* BRANO SELEZIONATO:
————

L’avamposto, fondato dai romani in epoca remota, è stato rimaneggiato dai francesi nell’epoca coloniale, abbandonato ed ora un chiosco che vende bibite e souvenirs ai piedi della grande duna su cui sorge la costruzione accoglie i turisti in moto, quad, jeep e …a piedi nel mio caso.
In quest’ultimo tratto trovo parecchio traffico, gente che chiude la giornata raggiungendo l’oasi. Con calma e grande fatica ci arriverò anch’io, mi sogno il laghetto di acqua calda tra le palme, sicuro sollievo per i piedi che mi sento in fiamme.
Abituato ad arrivare in moto non fa differenza l’approccio, tanto c’è il motote, ma il fronte dell’oasi è enorme e a piedi un km in più adesso non sarebbe gradito. Mi butto a naso e sbaglio di poco, arrivo al solito campeggio che si affaccia sulla pozza e scaricando lo zaino mi butto su un divano della reception, sono le 18,30, oggi non mi sono riposato più di un’ora complessiva ed ho percorso 62 km, mi sembra di avere un ragno meccanico che stringe la schiena e le spalle, le gambe vanno, straodinario!
Il tale alla reception, al quale chiedo un posto nelle tende con rete e materasso del campeggio mi dice va bene, mi fa accompagnate da un aiutante e mi dice che la cena è alle 19. Vado e con mia sorpresa mi accompagna in un terreno dove c’è una moto svizzera ed un igloo, ho un tuffo al cuore, mi viene male a montare la tenda, ma non ho voglia di tornare a contrattare, butto a terra lo zaino e con dolori feroci alla schiena a stare piegato mi monto la tenda e butto tutto dentro. Ormai è ora di cena e non nascondo di avere fame, vado, lercio come sono, alla sala da pranzo a mi fanno accomodare ad un tavolo don una coppia tedesca; cerco di setermi il più lontano possibile per non causargli danni permanenti al naso. Come sempre attiro l’attenzione, mangiando mi chiedono, mi offrono un bicchiere di vino cileno che si sono portati da casa col camper Unimog, anche loro sbarrano gli occhi quando sentono cosa faccio, ma ormai sono abituato a causare paresi facciali. Quando servono la minestrina mi convinco che non ci sarà molto di più, così la fagocito con una baguette intera, poi arrivano due brik a l’euf ed, infine, a spezzarmi un cous cous al pollo. Sto scoppiando e non ho ancora cancellato l’idea del bagno nel laghetto, così, a rischio congestione, mi svesto e mi butto in acqua. Ho una bolla notevole sul fianco di un tallone, la svuoto e resto in ammollo come un coccodrillo per un’ora; è magnifico, tiepido e rilassante, piano piano i dolori si affievoliscono e mi sento bene, sopra di me, tra i rami di eucalipto che circondano il lago il cielo è fantastico, è l’hotel des milles etoiles che solo il buio del deserto ti mostra. Alla fine esco e tremando come una foglia per il freddo mi asciugo e mi vesto, vado alla tenda dopo aver preso la colazione che mi hanno preparato (domani parto troppo presto per loro) e svengo nel mio minuscolo tendino, affollato dai miei puzzolenti averi.

————

* COMPITO ASSEGNATO A:
Trasforma tutti i record riportati qui sotto in un elenco numerato, tralasciando le righe vuote. Escludi le immagini dalla risposta.

Estratti del dataset di puntamento
————

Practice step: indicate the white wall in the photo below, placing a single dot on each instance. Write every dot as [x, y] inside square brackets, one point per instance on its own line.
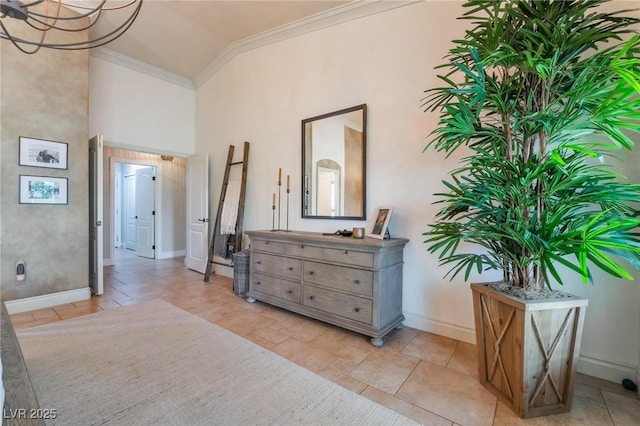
[136, 111]
[386, 61]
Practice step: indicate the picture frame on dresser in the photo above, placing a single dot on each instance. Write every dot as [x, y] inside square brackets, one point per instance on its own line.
[379, 222]
[43, 153]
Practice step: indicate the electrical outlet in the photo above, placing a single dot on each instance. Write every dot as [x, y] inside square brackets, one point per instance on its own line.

————

* COMPITO ASSEGNATO B:
Modifica il brano sul cammino verso l'oasi tra "L’avamposto, fondato dai" e "sento in fiamme.", estremi inclusi, mettendo "bar" al posto di "chiosco".

* RISULTATO DELL'ESERCIZIO A:
1. Practice step: indicate the white wall in the photo below, placing a single dot on each instance. Write every dot as [x, y] inside square brackets, one point per instance on its own line.
2. [136, 111]
3. [386, 61]
4. Practice step: indicate the picture frame on dresser in the photo above, placing a single dot on each instance. Write every dot as [x, y] inside square brackets, one point per instance on its own line.
5. [379, 222]
6. [43, 153]
7. Practice step: indicate the electrical outlet in the photo above, placing a single dot on each instance. Write every dot as [x, y] inside square brackets, one point per instance on its own line.

* RISULTATO DELL'ESERCIZIO B:
L’avamposto, fondato dai romani in epoca remota, è stato rimaneggiato dai francesi nell’epoca coloniale, abbandonato ed ora un bar che vende bibite e souvenirs ai piedi della grande duna su cui sorge la costruzione accoglie i turisti in moto, quad, jeep e …a piedi nel mio caso.
In quest’ultimo tratto trovo parecchio traffico, gente che chiude la giornata raggiungendo l’oasi. Con calma e grande fatica ci arriverò anch’io, mi sogno il laghetto di acqua calda tra le palme, sicuro sollievo per i piedi che mi sento in fiamme.